***** Source data *****

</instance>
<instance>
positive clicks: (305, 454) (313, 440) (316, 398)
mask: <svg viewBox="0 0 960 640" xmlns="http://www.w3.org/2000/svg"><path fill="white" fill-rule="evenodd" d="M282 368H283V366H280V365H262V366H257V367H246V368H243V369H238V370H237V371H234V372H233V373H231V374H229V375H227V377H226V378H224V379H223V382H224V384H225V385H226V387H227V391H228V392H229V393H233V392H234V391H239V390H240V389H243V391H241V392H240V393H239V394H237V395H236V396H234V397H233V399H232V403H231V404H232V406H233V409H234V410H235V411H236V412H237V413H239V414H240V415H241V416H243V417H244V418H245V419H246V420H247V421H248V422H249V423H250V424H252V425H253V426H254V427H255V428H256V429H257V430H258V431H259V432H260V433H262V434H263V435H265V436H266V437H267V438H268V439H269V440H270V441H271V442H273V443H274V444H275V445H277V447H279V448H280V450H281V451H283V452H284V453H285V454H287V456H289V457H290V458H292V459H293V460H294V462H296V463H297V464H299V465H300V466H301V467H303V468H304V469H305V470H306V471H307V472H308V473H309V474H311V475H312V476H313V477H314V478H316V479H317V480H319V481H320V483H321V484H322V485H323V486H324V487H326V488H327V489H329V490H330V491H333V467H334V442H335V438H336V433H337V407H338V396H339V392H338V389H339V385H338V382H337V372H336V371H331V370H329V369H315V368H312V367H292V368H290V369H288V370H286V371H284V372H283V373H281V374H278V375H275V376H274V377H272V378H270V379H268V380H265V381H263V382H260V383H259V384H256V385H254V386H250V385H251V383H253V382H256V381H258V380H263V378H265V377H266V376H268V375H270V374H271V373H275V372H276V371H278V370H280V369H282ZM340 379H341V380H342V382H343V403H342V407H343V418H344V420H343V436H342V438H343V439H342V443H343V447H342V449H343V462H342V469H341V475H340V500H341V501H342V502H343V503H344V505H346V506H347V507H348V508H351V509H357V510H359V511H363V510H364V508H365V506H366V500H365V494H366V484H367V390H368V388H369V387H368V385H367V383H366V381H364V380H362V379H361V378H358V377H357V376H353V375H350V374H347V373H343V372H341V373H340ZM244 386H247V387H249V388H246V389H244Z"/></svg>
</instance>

*****

**Work required**
Rewrite every line of the items above as a JSON list of strings, one string per line, leaving out blank lines.

**Finished exercise**
[
  "</instance>",
  "<instance>",
  "positive clicks: (305, 454) (313, 440) (316, 398)",
  "mask: <svg viewBox=\"0 0 960 640\" xmlns=\"http://www.w3.org/2000/svg\"><path fill=\"white\" fill-rule=\"evenodd\" d=\"M282 368H283V366H280V365H262V366H257V367H246V368H243V369H238V370H237V371H234V372H233V373H231V374H229V375H227V377H226V378H224V379H223V382H224V384H225V385H226V387H227V391H228V392H229V393H233V392H234V391H239V390H240V389H243V391H241V392H240V393H239V394H237V395H236V396H234V397H233V399H232V403H231V404H232V406H233V409H234V410H235V411H236V412H237V413H239V414H240V415H241V416H243V417H244V418H245V419H246V420H247V421H248V422H249V423H250V424H252V425H253V426H254V427H255V428H256V429H257V430H258V431H259V432H260V433H262V434H263V435H265V436H266V437H267V438H268V439H269V440H270V441H271V442H273V443H274V444H275V445H277V447H279V448H280V450H281V451H283V452H284V453H285V454H287V456H289V457H290V458H292V459H293V460H294V462H296V463H297V464H299V465H300V466H301V467H303V468H304V469H305V470H306V471H307V472H308V473H309V474H311V475H312V476H313V477H314V478H316V479H317V480H319V481H320V483H321V484H322V485H323V486H324V487H326V488H327V489H329V490H330V491H333V467H334V442H335V438H336V433H337V407H338V396H339V392H338V389H339V385H338V382H337V372H336V371H331V370H329V369H315V368H312V367H292V368H290V369H288V370H286V371H284V372H283V373H281V374H278V375H275V376H274V377H272V378H270V379H268V380H265V381H263V382H260V383H259V384H256V385H254V386H250V385H251V383H253V382H256V381H258V380H263V378H265V377H266V376H268V375H270V374H271V373H275V372H276V371H278V370H280V369H282ZM340 379H341V380H342V382H343V403H342V407H343V418H344V420H343V436H342V438H343V439H342V443H343V447H342V449H343V462H342V469H341V475H340V500H341V501H342V502H343V503H344V505H346V506H347V507H348V508H351V509H357V510H359V511H363V510H364V508H365V506H366V500H365V494H366V484H367V390H368V388H369V387H368V385H367V383H366V381H364V380H362V379H361V378H358V377H357V376H353V375H350V374H347V373H343V372H341V373H340ZM244 386H247V387H249V388H246V389H244Z\"/></svg>",
  "</instance>"
]